Source extract:
---
Menopause + Obesity: A Lethal Combination

We tend to think of excess weight as something benign, more an aesthetic problem than anything else.  This couldn’t be further from the truth.  Did you know that fat is actually an active endocrine organ?  In other words, it is producing tons of hormones, cytokines and growth factors, all of which play an active role in inflammatory processes.  This inflammation underlies multiple chronic conditions, including diabetes, coronary heart disease, cancer, and Alzheimer’s disease; inflammation has also been shown to suppress immunity.  So yeah, fat can be lethal.

This is especially important for women to consider as they enter perimenopause and menopause, as our weight distribution shifts towards excess “central adiposity” or belly fat, which has a direct correlation to sex hormones and makes women more vulnerable than men to chronic inflammatory conditions of the body and brain. And the brain in particular is at risk, as both independently and cooperatively, aging, menopause, obesity, and inflammation have been shown to lead to cognitive decline and Alzheimer’s.

We need to get real about obesity.  It is not possible to be both healthy and overweight at the same time – no matter what popular culture would like us to believe. 

I know, it sucks!  It’s much harder to keep off weight as we age, and things that used to not make a difference – for me, lots and lots of cookies and cake (my sweet tooth was always out of control), not to mention wine – now pack on the pounds.  But if we want to be vital and active and disease-free in midlife and beyond, those extra pounds need to go.
---
Supplied records:
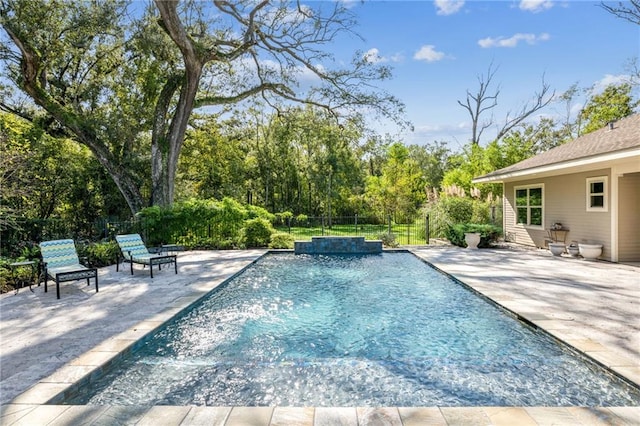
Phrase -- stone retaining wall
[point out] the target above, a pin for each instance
(337, 245)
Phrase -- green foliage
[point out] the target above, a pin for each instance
(388, 239)
(614, 103)
(99, 254)
(489, 234)
(400, 189)
(457, 209)
(281, 240)
(256, 233)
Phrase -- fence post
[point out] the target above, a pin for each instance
(427, 230)
(408, 232)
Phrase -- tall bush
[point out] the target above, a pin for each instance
(256, 233)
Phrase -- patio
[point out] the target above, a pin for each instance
(48, 344)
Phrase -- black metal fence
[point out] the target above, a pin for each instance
(419, 230)
(409, 232)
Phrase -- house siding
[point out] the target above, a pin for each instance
(564, 202)
(629, 218)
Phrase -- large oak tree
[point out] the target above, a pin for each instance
(124, 80)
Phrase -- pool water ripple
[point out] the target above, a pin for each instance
(376, 330)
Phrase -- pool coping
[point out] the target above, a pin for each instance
(36, 402)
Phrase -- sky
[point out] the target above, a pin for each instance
(438, 49)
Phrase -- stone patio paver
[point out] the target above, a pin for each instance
(46, 344)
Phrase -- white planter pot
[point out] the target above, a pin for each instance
(574, 251)
(556, 248)
(472, 239)
(590, 251)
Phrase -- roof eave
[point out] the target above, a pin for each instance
(548, 168)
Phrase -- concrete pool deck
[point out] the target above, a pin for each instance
(47, 344)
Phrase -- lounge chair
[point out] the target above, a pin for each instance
(60, 261)
(134, 251)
---
Assignment 1: Rewrite the menopause and obesity article from "We tend to think" to "can be lethal.", putting "harmless" in place of "benign".
Assignment 2:
Using the menopause and obesity article, answer these questions:
(a) What kind of organ does the article say fat actually is?
(b) Toward what does women's weight distribution shift as they enter perimenopause and menopause?
(c) Which foods and drink does the writer say now pack on the pounds?

Written answer 1:
We tend to think of excess weight as something harmless, more an aesthetic problem than anything else.  This couldn’t be further from the truth.  Did you know that fat is actually an active endocrine organ?  In other words, it is producing tons of hormones, cytokines and growth factors, all of which play an active role in inflammatory processes.  This inflammation underlies multiple chronic conditions, including diabetes, coronary heart disease, cancer, and Alzheimer’s disease; inflammation has also been shown to suppress immunity.  So yeah, fat can be lethal.

Written answer 2:
(a) An active endocrine organ.
(b) Excess "central adiposity," or belly fat.
(c) Lots of cookies and cake, and wine.